• Texte fourni
◆ ◆ ◆ ◆ ◆ ◆ ◆
A part ça, avant de monter dans la rame pour se faire éventuellement pincer les fesses, sur le quai, on entend
des cuicui d'oiseaux. J'ai cru au départ qu'il y avait un pigeon
tokyoite égaré dans le coin, puis que j'avais des hallucinations
auditives mais A et le Zébu m'ont confirmé qu'ils les entendaient
aussi. Il semblerait donc que de même qu'à l'nstar de chez Nature et
découverte
en France, on diffuse dans le métro des cuicuis
apaisants d'oiseaux, sans doute destinés à relaxer le salaryman
sur-stressé et la woman active de même (sans oublier la housewife
desesperate avec sa poussette et ses courses entassées dedans que personne n'a aidée à descendre la volée de marches jusqu'au quai).
◆ ◆ ◆ ◆ ◆ ◆ ◆
• Liste fournie
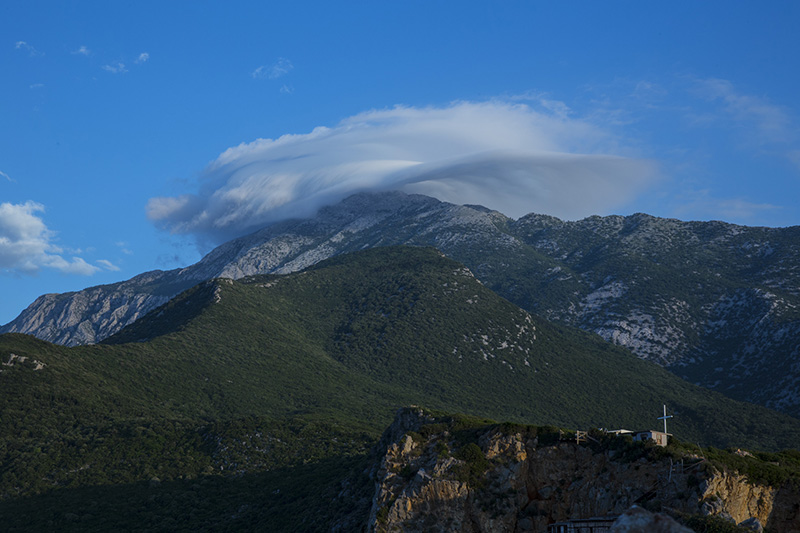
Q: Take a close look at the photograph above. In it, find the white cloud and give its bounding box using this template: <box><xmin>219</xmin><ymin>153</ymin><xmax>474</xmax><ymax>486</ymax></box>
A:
<box><xmin>102</xmin><ymin>62</ymin><xmax>128</xmax><ymax>74</ymax></box>
<box><xmin>251</xmin><ymin>57</ymin><xmax>294</xmax><ymax>80</ymax></box>
<box><xmin>147</xmin><ymin>102</ymin><xmax>656</xmax><ymax>244</ymax></box>
<box><xmin>14</xmin><ymin>41</ymin><xmax>44</xmax><ymax>57</ymax></box>
<box><xmin>0</xmin><ymin>201</ymin><xmax>99</xmax><ymax>275</ymax></box>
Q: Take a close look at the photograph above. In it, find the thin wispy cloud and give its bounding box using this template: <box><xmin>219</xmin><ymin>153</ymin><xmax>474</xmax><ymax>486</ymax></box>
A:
<box><xmin>250</xmin><ymin>57</ymin><xmax>294</xmax><ymax>80</ymax></box>
<box><xmin>147</xmin><ymin>102</ymin><xmax>656</xmax><ymax>244</ymax></box>
<box><xmin>14</xmin><ymin>41</ymin><xmax>44</xmax><ymax>57</ymax></box>
<box><xmin>695</xmin><ymin>78</ymin><xmax>800</xmax><ymax>170</ymax></box>
<box><xmin>674</xmin><ymin>189</ymin><xmax>782</xmax><ymax>223</ymax></box>
<box><xmin>102</xmin><ymin>62</ymin><xmax>128</xmax><ymax>74</ymax></box>
<box><xmin>0</xmin><ymin>201</ymin><xmax>100</xmax><ymax>276</ymax></box>
<box><xmin>116</xmin><ymin>241</ymin><xmax>133</xmax><ymax>255</ymax></box>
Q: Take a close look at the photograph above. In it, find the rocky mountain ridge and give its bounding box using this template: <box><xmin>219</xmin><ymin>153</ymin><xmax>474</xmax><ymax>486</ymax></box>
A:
<box><xmin>0</xmin><ymin>193</ymin><xmax>800</xmax><ymax>416</ymax></box>
<box><xmin>367</xmin><ymin>408</ymin><xmax>800</xmax><ymax>533</ymax></box>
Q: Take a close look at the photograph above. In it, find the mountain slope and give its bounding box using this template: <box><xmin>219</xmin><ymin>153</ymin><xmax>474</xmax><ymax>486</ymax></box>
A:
<box><xmin>0</xmin><ymin>247</ymin><xmax>800</xmax><ymax>530</ymax></box>
<box><xmin>2</xmin><ymin>193</ymin><xmax>800</xmax><ymax>415</ymax></box>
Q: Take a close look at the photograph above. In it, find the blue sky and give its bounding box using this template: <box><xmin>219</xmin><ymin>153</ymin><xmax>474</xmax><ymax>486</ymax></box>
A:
<box><xmin>0</xmin><ymin>1</ymin><xmax>800</xmax><ymax>323</ymax></box>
◆ ◆ ◆ ◆ ◆ ◆ ◆
• Exercices
• a. Répondez à ces questions sur le texte consacré au métro :
(i) À quel endroit entend-on les cuicuis d'oiseaux, d'après le texte ?
(ii) Qui a confirmé entendre ces cuicuis aussi ?
(iii) Quelle première explication le texte avance-t-il pour ces cuicuis ?
• b. Relevez chaque ligne de la liste contenant la chaîne "mountain", en tenant compte de la casse.
Le texte et la liste n'ont aucun rapport entre eux.

• Corrigés
• a.
(i) Sur le quai, avant de monter dans la rame.
(ii) A et le Zébu.
(iii) La présence d'un pigeon tokyoite égaré dans le coin.

• b.
Q: Take a close look at the photograph above. In it, find the rocky mountain ridge and give its bounding box using this template: <box><xmin>219</xmin><ymin>153</ymin><xmax>474</xmax><ymax>486</ymax></box>
Q: Take a close look at the photograph above. In it, find the mountain slope and give its bounding box using this template: <box><xmin>219</xmin><ymin>153</ymin><xmax>474</xmax><ymax>486</ymax></box>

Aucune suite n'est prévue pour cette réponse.